━━━━━ Input material

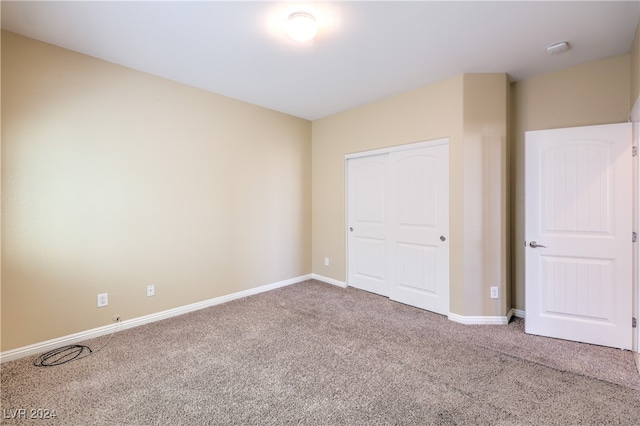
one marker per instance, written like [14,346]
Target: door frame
[388,150]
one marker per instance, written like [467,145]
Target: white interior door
[368,223]
[419,229]
[579,234]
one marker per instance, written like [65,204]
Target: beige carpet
[312,353]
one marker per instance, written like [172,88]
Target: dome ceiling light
[301,26]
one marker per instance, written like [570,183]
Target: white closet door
[419,231]
[398,225]
[368,223]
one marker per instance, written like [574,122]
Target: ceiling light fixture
[301,26]
[558,48]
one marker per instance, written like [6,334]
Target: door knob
[533,244]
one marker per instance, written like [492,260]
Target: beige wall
[471,111]
[431,112]
[113,179]
[635,67]
[589,94]
[486,209]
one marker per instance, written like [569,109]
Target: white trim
[397,148]
[518,313]
[328,280]
[478,320]
[37,348]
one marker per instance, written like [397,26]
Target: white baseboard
[329,280]
[478,320]
[135,322]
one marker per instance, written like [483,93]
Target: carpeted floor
[312,353]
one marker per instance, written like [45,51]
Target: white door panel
[368,219]
[578,205]
[420,228]
[398,220]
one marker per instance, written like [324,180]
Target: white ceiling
[364,51]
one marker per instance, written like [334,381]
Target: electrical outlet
[495,293]
[103,299]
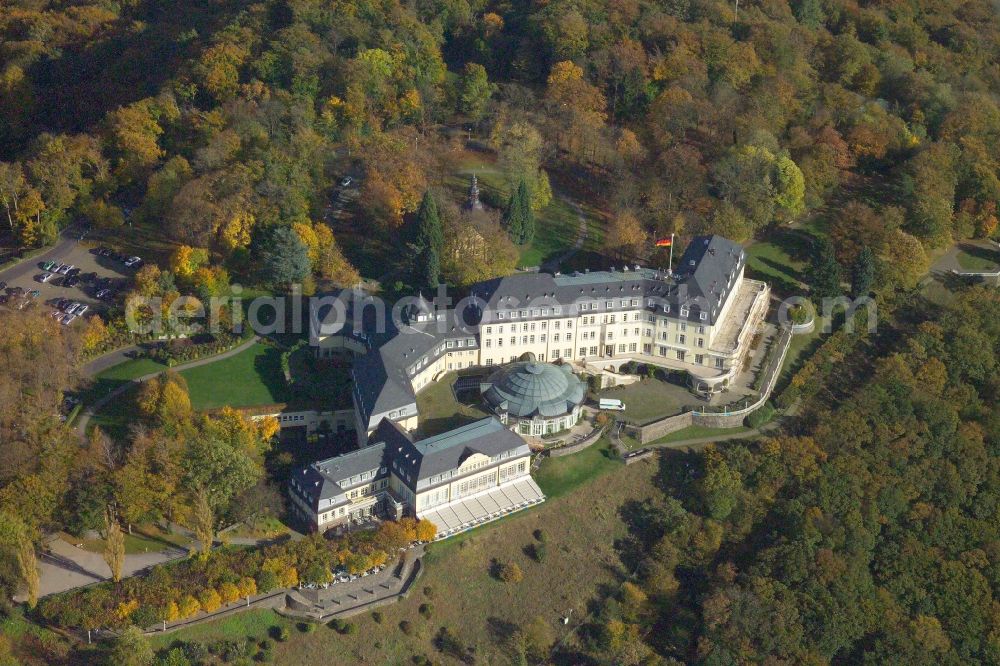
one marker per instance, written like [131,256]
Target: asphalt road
[22,274]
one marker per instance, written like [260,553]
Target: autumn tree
[626,239]
[474,91]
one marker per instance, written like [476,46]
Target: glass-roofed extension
[535,398]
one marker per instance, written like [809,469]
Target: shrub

━━━━━━━━━━

Goal:
Put the lines of the records above into a numbered list, leaving out blank lines and the pictures.

Task solution:
1. one marker per instance, written like [14,346]
2. Target: door frame
3. [388,150]
4. one marker per instance, written like [467,145]
5. Target: white interior door
6. [368,223]
7. [419,229]
8. [579,234]
9. one marker per instance, written like [65,204]
10. Target: beige carpet
11. [312,353]
12. one marker per instance, written like [172,88]
13. Target: dome ceiling light
14. [301,26]
15. one marker per instance, written like [570,183]
16. Target: white closet door
17. [419,231]
18. [398,225]
19. [368,223]
20. one marker per instance, written like [574,122]
21. Target: ceiling light fixture
22. [301,26]
23. [558,48]
24. one marker per instance, written like [6,334]
25. Target: door knob
26. [533,244]
27. one marker per instance, written like [492,260]
28. Target: beige wall
29. [471,111]
30. [431,112]
31. [113,179]
32. [635,67]
33. [589,94]
34. [486,209]
35. one marker per instance, written like [569,109]
36. Target: white trim
37. [397,148]
38. [518,313]
39. [328,280]
40. [478,320]
41. [37,348]
42. one marker per instance, written like [397,26]
43. Target: white baseboard
44. [329,280]
45. [478,320]
46. [135,322]
47. one marker per instance, written like [483,93]
48. Target: carpeted floor
49. [312,353]
50. one marker per instance, written like [45,51]
51. Target: white door panel
52. [368,219]
53. [578,205]
54. [420,228]
55. [398,220]
56. one marker per instance, written like [324,180]
57. Target: white ceiling
58. [364,51]
59. one marker per instance, written like [334,381]
60. Target: electrical outlet
61. [495,293]
62. [103,299]
63. one marker per instance, written like [131,256]
64. Target: asphalt road
65. [22,274]
66. one marker per instance, written like [260,553]
67. Target: autumn tree
68. [626,239]
69. [474,91]
70. one marker per instance, written like [476,46]
71. Target: glass-roofed extension
72. [535,398]
73. one marker per instance, written like [809,469]
74. Target: shrub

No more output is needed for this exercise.